• [PROBLEMS TO WORK ON]:
A – Using the forum thread about getting ready to date again, answer:
(i) How many months does the opening post say have gone by?
(ii) How many questions does Dadwithtwolittlegirls say the matching site has?
(iii) What does Frostflower ask about that site?
B – Continue the forum thread about getting ready to date again from where it stops.

Anyway, I'm slowly digging out of the paper mountain. Slowly throwing away things that trigger me, and making my space mine again. Slowly learning to take care of my boundaries and feelings, to reach out when i need help, and to trust people who are trustworthy.

Four months. Kinda hoped I would be ready to date again by now. I know now that it takes as long as it takes. But I sure do miss companionship. Just not ready to risk my heart yet. I tried to put it out there recently and it got a little squashed...I have more work to do.
_Posted via Mobile Device_


----------



## Dadwithtwolittlegirls (Jul 23, 2012)

If you want to take your mind off of it.. go to *******.com and answer the 1000 plus questions they have for matching people. I'm not looking for a date but the questions were sure interesting and at 5 hours in I still haven't answered all the questions.

BEWARE: some get personal but most just cracked me up or made me think.


----------



## samyeagar (May 14, 2012)

*hugs* I'm proud of you my dear.


----------



## Frostflower (Jul 22, 2012)

Sadwithtwolittlegirls said:


> If you want to take your mind off of it.. go to *******.com and answer the 1000 plus questions they have for matching people. I'm not looking for a date but the questions were sure interesting and at 5 hours in I still haven't answered all the questions.
> 
> BEWARE: some get personal but most just cracked me up or made me think.


Do you think that's a safe site?


----------



## sadwithouthim (Dec 8, 2011)

• [DATASET ROWS]:

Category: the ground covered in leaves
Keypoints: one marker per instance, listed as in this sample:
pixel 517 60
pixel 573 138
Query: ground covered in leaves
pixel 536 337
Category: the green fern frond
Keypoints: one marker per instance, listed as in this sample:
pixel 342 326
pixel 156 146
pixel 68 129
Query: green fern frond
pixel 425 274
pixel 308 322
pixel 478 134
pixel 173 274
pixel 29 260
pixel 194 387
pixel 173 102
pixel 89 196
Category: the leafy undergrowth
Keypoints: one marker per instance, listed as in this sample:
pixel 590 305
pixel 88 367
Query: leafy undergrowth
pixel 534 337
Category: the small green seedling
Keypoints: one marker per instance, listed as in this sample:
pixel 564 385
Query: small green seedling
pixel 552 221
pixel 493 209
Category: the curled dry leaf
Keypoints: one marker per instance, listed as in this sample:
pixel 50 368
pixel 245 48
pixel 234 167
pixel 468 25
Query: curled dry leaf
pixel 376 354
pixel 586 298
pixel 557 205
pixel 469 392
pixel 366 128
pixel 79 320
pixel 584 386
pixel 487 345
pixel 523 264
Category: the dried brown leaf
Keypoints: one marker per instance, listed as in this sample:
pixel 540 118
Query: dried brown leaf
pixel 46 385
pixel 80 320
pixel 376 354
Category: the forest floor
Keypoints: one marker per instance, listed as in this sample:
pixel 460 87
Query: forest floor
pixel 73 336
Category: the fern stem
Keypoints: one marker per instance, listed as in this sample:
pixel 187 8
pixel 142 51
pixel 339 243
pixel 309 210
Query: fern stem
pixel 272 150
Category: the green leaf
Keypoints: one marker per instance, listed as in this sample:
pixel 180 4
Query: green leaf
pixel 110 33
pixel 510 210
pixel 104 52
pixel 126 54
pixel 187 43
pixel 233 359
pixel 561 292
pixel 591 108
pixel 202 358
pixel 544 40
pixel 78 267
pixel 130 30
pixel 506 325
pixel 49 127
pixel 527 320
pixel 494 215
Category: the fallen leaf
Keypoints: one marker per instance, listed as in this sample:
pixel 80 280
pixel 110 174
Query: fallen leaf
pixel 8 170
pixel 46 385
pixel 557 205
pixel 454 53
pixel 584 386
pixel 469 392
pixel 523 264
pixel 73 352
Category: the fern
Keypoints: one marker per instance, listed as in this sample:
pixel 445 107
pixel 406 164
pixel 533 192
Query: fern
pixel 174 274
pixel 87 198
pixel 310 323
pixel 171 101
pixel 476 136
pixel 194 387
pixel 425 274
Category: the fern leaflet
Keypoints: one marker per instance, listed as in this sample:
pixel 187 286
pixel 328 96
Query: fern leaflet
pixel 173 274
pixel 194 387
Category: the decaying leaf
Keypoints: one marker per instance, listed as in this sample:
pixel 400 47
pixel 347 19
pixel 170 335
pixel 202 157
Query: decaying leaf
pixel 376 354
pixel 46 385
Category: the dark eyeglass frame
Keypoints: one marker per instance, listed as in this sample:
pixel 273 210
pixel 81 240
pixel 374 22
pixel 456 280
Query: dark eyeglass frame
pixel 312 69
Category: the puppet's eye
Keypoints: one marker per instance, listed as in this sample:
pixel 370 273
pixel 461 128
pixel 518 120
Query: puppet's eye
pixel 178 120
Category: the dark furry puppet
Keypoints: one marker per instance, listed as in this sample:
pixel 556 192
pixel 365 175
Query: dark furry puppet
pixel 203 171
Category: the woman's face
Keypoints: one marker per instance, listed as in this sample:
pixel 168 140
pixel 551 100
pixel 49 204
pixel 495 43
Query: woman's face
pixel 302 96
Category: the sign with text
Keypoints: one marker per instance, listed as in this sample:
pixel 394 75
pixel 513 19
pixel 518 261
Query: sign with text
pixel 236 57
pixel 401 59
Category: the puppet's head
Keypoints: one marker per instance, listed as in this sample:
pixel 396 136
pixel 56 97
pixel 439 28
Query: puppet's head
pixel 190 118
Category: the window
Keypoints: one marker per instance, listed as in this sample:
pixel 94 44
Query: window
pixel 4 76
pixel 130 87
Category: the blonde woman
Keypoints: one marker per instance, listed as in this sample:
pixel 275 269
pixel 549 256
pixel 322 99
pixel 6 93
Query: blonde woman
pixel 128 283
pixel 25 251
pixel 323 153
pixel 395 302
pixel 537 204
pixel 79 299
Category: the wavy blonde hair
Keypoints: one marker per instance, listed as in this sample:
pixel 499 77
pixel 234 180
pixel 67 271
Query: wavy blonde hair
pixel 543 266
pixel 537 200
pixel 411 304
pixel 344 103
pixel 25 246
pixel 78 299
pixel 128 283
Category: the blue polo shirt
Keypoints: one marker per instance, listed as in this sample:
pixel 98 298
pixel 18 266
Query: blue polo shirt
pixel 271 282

• [TASK-BY-TASK ANSWERS]:
A –
(i) Four months.
(ii) 1000 plus.
(iii) Whether it is a safe site.

B –
You don't need a man right now! You just as I and most on here need to heal and find our own happiness first or new relationships will never work. Its just another recipe for disaster. I know its hard to find friends, i have that trouble too but do try to find same sex friends. Keep up the good work. I always look up to you.
_Posted via Mobile Device_


----------



## MyselfAgain (Apr 21, 2012)

Sadwithouthim, you are so sweet! I agree that I'm not ready to date, and actually I was feeling fine with being single until another one of my male friends, who I had been getting closer with, took a step back because our flirting might be awkward when he starts dating in the next few weeks. I guess I was just enjoying learning how to flirt and relate to a man again...and maybe I became a bit attached. The last thing I need while I'm trying to heal! It's hard though, when I am meeting so many guys who are sweet and so unlike my ex (ie, mature!), its no wonder I am developing felings for one of them.

Sadwith, looking at the guys on dating sites feel so...impersonal to me. I'm sure I will do online dating when I'm ready, but man do I hate it!

Sam, thank you...I appreciate your constant support. 
_Posted via Mobile Device_


----------



## Dadwithtwolittlegirls (Jul 23, 2012)

I hate it too... I did it to pass some time. I'm nowhere ready to date either.


----------



## MyselfAgain (Apr 21, 2012)

I didn't think you were! Fortunately I have plenty to do to pass time...just not always able to keep my mind in mu work, etc. Nighttime is hard though...I live alone and even the sound of the tv in FB background doesn't help much anymore.
_Posted via Mobile Device_


----------



## Lifescript (Mar 12, 2012)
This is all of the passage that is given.